━━ RAW DATA ━━
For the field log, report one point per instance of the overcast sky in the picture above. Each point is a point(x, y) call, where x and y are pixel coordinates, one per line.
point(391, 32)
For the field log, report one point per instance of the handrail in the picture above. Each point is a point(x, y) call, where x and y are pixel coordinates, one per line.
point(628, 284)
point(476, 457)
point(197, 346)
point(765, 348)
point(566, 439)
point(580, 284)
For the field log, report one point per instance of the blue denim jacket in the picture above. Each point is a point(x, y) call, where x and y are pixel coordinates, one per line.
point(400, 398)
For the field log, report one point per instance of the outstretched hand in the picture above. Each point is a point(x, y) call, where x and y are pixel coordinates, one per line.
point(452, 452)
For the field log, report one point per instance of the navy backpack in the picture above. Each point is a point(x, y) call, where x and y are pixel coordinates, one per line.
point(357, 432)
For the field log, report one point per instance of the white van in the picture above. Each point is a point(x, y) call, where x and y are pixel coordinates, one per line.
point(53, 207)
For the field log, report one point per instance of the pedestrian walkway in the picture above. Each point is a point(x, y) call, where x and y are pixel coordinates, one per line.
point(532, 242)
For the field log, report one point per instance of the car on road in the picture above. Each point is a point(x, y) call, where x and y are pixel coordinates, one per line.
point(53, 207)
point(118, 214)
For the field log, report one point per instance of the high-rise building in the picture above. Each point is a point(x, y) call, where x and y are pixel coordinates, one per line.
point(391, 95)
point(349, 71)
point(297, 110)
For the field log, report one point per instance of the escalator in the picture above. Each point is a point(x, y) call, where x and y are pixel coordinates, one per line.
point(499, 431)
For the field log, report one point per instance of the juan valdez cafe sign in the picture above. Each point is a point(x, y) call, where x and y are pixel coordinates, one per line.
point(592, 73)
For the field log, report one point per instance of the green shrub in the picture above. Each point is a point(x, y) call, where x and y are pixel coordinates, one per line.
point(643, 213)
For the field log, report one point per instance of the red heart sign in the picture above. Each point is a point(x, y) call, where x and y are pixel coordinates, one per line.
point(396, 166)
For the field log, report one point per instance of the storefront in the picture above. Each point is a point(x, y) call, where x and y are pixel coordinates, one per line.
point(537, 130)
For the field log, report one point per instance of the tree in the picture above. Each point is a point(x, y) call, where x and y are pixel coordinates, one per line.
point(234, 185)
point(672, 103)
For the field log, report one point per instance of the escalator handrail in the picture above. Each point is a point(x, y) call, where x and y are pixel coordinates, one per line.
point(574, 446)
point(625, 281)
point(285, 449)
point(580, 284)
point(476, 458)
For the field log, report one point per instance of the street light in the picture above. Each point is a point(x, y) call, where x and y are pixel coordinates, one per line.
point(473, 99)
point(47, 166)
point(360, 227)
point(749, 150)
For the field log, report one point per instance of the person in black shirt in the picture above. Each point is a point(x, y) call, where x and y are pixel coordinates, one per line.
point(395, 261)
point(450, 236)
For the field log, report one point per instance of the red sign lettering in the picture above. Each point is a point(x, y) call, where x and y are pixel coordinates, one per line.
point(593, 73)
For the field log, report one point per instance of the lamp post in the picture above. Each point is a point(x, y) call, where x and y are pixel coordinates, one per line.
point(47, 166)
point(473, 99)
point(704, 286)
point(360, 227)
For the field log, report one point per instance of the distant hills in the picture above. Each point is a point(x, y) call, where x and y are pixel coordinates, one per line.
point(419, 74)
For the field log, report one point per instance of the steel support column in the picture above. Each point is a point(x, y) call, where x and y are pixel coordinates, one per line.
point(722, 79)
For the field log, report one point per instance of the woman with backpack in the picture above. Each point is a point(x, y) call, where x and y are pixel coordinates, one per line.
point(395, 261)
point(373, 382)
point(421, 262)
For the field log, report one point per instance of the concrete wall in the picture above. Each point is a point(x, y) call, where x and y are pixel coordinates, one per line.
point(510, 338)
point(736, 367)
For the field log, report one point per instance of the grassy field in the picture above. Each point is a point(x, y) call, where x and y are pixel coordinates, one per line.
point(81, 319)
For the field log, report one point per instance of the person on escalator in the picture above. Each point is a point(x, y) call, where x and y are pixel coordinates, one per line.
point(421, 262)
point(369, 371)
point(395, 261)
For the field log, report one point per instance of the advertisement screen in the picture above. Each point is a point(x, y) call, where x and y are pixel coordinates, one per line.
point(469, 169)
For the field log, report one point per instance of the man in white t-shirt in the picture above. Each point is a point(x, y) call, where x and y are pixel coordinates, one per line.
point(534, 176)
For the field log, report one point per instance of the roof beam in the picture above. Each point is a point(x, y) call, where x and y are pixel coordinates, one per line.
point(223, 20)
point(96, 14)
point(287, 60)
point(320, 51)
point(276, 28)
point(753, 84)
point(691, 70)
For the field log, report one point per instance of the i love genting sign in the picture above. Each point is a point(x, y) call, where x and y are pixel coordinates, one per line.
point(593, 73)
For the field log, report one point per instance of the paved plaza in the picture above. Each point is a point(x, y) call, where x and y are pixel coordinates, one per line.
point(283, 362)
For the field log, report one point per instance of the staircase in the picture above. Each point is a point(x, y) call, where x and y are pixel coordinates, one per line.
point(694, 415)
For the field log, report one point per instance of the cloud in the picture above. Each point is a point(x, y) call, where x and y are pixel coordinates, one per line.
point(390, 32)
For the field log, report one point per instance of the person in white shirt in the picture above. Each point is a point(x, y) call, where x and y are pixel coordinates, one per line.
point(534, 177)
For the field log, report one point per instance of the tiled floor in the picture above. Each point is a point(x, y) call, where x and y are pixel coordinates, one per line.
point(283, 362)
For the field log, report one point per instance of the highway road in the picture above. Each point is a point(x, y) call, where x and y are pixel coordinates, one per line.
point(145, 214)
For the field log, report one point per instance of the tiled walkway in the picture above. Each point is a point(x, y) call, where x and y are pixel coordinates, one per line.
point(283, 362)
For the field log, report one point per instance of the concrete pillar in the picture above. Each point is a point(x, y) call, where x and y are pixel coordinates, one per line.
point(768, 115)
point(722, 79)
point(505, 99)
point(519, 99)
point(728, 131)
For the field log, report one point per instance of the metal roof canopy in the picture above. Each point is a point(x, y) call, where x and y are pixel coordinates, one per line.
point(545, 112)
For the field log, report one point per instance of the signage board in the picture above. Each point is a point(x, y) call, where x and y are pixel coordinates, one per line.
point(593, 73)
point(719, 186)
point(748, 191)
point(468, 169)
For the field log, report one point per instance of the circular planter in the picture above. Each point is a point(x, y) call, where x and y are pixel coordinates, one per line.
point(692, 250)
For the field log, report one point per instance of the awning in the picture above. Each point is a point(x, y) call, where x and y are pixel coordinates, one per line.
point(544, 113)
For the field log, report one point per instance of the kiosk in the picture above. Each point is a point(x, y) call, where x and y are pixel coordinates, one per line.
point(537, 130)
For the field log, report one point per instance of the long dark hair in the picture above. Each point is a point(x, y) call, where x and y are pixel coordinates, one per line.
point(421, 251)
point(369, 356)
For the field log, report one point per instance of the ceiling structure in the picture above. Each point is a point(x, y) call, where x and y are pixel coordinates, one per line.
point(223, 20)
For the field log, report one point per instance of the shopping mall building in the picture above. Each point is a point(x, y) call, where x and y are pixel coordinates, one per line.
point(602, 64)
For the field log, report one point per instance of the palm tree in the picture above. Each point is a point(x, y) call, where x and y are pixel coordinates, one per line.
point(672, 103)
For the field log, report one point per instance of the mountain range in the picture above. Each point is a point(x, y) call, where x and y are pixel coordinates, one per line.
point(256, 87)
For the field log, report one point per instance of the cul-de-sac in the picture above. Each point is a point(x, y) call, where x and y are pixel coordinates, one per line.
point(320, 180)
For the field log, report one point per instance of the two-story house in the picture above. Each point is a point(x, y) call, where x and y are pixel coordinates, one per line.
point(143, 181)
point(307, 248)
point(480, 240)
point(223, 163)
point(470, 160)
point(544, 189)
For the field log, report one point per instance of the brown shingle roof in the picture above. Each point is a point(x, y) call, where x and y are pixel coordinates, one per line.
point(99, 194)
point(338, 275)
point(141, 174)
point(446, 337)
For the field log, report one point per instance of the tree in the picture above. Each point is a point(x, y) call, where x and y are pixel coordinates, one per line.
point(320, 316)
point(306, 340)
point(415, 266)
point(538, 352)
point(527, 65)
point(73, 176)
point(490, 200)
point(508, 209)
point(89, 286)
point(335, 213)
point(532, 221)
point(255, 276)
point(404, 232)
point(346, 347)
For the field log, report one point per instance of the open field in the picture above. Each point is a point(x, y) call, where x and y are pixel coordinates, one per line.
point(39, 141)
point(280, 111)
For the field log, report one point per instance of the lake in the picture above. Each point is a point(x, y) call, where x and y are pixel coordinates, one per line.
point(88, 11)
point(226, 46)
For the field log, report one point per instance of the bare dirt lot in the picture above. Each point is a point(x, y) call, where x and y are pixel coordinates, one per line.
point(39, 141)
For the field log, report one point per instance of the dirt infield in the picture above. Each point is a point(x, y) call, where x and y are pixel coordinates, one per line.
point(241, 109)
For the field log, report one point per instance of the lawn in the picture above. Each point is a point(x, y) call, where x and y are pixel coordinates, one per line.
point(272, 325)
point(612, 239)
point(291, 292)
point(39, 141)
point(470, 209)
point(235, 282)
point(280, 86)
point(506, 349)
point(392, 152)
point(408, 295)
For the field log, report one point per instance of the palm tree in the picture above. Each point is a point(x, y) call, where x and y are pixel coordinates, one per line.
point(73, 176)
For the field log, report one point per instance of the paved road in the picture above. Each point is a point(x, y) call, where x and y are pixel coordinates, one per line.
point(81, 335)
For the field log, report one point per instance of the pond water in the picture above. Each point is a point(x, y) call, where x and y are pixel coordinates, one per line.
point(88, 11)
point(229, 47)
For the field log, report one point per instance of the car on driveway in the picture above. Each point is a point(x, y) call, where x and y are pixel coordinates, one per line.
━━━
### SET PROBLEM
Rewrite the records, from the start through the line containing "point(391, 32)", as a Markdown table with a row-number column headed "No." and a column headed "Line", leaving out any blank lines.

### OUTPUT FOR THIS TASK
| No. | Line |
|---|---|
| 1 | For the field log, report one point per instance of the overcast sky in the picture above. Each point is a point(x, y) call, where x and y are pixel coordinates, one per line. |
| 2 | point(391, 32) |